There is a very nice article on the MAT site on how to find memory leaks that someone using this tool ought to read.

3. BTrace:

Btrace is a tracing tool for the running JVM. Similar to DTrace for Solaris. It involves instrumenting the classes of the target application and introducing tracing code. It looks very promising but there appears to be certain known issues with the code that could cause JVM crashes during the instrumentation. That looks scary but hey atleast the same is documented on their WIKI, what about other tools that you either buy or get free, do they guarantee no crashes? That said, it is pretty easy to use. One develops java classes using the BTrace API, these classes are then compiled and run using the btrace agent to inspect the JVM.

The BTrace API itself has a lot of options and stock profiling code samples available to the developer at their WIKI which I found quite informative. I have personally not used the tool on any production JVMs but I definitely can see the potential in being able to apply probes to gain understanding of the VM. I ran some of their traces on sample code and was quite pleased with the things I could do. This is a project to keep an eye out for.

4. Command Line Tools at your disposal:

As part of the JDK are bundled many independent tools that can be run on
the command line for aiding debugging memory.

What to do :: Write the next part of the post on Java memory debugging tools, picking up right after its last sentence. The listing after this point comes from a separate, unrelated source.

Given entries ::
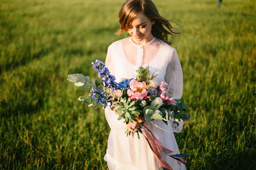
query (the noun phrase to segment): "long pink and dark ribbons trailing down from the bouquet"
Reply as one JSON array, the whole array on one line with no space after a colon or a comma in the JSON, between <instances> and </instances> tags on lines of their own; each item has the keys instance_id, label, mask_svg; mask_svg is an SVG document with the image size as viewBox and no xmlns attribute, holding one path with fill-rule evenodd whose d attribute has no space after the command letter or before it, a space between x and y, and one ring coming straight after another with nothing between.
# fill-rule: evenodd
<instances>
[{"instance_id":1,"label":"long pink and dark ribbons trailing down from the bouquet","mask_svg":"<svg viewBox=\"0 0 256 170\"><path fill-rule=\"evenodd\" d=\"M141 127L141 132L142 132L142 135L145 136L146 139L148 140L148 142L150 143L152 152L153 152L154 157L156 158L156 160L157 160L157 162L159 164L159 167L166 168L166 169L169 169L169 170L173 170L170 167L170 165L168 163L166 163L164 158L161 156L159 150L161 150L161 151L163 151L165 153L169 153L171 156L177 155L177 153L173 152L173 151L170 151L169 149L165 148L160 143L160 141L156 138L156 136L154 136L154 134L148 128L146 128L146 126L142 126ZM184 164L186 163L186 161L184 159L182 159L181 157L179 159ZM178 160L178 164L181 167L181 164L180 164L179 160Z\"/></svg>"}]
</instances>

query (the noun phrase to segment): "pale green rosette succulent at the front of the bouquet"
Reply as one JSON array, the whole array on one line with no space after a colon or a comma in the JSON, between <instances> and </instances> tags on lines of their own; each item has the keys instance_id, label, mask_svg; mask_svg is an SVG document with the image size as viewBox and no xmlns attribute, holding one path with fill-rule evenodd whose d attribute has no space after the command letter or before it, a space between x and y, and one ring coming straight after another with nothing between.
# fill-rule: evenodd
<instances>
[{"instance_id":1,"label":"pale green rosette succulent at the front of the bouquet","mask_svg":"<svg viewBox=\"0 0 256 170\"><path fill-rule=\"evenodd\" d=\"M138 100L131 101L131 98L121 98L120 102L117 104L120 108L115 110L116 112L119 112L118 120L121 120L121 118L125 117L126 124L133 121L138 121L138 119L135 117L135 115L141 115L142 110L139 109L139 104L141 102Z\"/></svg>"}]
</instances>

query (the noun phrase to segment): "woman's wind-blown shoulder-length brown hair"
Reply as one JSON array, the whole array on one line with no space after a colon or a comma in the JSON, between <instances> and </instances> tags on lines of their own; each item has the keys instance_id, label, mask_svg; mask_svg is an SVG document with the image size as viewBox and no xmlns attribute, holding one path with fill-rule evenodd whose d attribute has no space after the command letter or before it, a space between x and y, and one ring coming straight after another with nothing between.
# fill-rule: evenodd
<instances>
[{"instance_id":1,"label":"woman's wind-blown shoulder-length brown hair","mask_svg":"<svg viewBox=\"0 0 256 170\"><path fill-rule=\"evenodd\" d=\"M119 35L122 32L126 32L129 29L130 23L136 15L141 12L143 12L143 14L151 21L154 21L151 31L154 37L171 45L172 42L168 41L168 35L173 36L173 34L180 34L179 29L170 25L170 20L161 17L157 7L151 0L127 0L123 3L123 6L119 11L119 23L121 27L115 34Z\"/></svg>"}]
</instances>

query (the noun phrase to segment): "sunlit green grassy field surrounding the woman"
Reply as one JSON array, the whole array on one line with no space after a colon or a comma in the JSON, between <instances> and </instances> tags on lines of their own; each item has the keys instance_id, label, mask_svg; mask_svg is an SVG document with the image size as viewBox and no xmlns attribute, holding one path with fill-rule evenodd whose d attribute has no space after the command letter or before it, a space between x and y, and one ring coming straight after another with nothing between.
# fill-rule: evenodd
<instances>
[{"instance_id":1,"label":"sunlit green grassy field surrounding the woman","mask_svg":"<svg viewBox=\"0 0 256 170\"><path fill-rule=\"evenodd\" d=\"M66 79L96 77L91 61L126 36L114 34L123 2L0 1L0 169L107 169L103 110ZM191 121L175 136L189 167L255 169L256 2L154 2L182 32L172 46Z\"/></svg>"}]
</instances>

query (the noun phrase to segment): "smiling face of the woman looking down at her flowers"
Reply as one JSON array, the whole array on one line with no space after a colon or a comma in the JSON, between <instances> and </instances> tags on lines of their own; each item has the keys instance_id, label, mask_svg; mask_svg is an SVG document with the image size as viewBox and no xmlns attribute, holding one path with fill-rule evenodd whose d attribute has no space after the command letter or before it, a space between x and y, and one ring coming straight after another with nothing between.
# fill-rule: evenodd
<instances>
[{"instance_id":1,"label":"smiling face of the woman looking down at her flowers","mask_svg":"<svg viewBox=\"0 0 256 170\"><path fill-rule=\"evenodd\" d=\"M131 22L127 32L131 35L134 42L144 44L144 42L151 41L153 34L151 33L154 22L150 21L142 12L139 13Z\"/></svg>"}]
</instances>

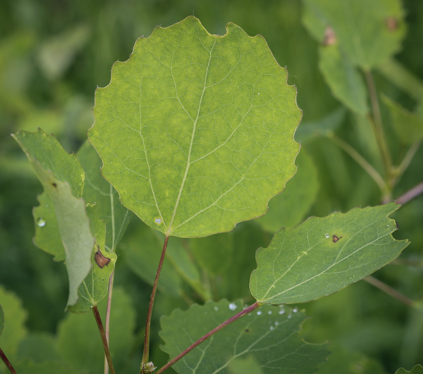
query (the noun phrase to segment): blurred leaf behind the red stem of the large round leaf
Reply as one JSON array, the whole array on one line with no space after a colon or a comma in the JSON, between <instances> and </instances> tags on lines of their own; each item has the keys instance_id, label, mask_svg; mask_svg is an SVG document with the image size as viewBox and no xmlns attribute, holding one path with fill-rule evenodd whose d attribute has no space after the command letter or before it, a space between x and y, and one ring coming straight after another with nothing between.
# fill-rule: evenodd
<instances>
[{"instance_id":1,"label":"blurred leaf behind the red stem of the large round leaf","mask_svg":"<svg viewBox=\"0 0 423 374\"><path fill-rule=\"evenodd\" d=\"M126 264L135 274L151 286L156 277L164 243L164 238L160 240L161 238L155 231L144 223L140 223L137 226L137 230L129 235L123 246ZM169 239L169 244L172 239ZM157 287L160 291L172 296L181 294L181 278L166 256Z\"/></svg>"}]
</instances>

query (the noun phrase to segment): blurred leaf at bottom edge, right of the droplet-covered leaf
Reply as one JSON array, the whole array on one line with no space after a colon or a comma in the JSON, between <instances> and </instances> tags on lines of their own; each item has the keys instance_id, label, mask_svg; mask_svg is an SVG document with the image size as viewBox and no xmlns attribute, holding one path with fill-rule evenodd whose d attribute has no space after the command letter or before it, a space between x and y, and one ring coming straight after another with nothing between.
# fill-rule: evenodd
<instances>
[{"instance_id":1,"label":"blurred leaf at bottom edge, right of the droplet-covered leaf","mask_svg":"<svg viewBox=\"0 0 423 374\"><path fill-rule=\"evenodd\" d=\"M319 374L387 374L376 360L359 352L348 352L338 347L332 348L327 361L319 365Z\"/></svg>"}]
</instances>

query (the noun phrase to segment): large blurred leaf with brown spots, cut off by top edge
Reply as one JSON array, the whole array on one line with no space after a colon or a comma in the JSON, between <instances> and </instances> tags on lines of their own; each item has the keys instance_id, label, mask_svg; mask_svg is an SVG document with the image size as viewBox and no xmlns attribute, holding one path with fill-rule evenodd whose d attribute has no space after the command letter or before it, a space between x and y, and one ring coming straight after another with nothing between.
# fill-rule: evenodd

--

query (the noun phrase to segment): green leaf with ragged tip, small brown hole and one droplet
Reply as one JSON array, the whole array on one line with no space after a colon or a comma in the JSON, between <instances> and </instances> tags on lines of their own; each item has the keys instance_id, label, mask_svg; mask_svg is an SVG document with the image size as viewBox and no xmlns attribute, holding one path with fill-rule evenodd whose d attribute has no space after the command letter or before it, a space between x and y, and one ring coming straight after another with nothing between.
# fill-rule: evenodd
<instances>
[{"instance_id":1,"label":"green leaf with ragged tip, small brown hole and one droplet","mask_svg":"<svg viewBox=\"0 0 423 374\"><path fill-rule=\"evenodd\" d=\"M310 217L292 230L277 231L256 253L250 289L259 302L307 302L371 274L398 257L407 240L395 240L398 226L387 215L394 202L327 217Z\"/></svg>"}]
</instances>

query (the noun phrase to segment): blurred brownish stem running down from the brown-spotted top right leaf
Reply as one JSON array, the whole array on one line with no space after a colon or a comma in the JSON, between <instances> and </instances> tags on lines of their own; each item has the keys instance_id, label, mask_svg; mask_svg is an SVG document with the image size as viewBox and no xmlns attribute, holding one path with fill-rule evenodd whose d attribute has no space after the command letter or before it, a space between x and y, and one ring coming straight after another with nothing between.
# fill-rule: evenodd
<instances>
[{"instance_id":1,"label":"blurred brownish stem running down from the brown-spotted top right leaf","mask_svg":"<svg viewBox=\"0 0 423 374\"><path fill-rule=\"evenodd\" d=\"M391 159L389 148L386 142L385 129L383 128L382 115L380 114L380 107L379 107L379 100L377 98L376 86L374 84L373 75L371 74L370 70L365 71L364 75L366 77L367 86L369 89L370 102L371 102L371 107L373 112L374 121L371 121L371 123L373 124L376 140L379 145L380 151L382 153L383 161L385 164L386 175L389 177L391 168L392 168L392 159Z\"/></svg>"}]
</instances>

Response to the exercise ::
a. jps - This tool can be used to determine the process Id of JVM's running.
This tool was introduced as of JDK 1.5

# list pid and short java main class name
C:\>jps
2008 Jps
2020 Bootstrap

# list pid and fully-qualified java main class
$jps -l
5972 sun.tools.jps.Jps
5457 org.netbeans.Main

# pid, full main class name, and application arguments
$jps -lm
5955 sun.tools.jps.Jps -lm
5457 org.netbeans.Main --userdir /home/sacharya/.visualvm/1.2.2 --branding visualvm

# pid and JVM options
$jps -v
5984 Jps -Dapplication.home=/usr/local/jdk/jdk1.6.0_18 -Xms8m
5457 Main -Djdk.home=/usr/local/jdk/jdk1.6.0_18 -Dnetbeans.system_http_proxy=DIRECT -Dnetbeans.system_http_non_proxy_hosts= -Dnetbeans.dirs=./bin/../tools/visualvm_122/bin/..//visualvm:./bin/../tools/visualvm_122/bin/..//profiler3: -Dnetbeans.home=/home/sacharya/tools/visualvm_122/platform11 -Xms24m -Xmx192m -Dnetbeans.accept_license_class=com.sun.tools.visualvm.modules.startup.AcceptLicense -Dsun.jvmstat.perdata.syncWaitMs=10000 -XX:+HeapDumpOnOutOfMemoryError -XX:HeapDumpPath=/home/sacharya/.visualvm/1.2.2/var/log/heapdump.hprof

b. jstat:
jstat is a monitoring tool that allows you to obtain sample data periodically
from a local or remote VM.

c. jmap
jmap is one of the tools that anyone who is working with memory issues should be
familiar with.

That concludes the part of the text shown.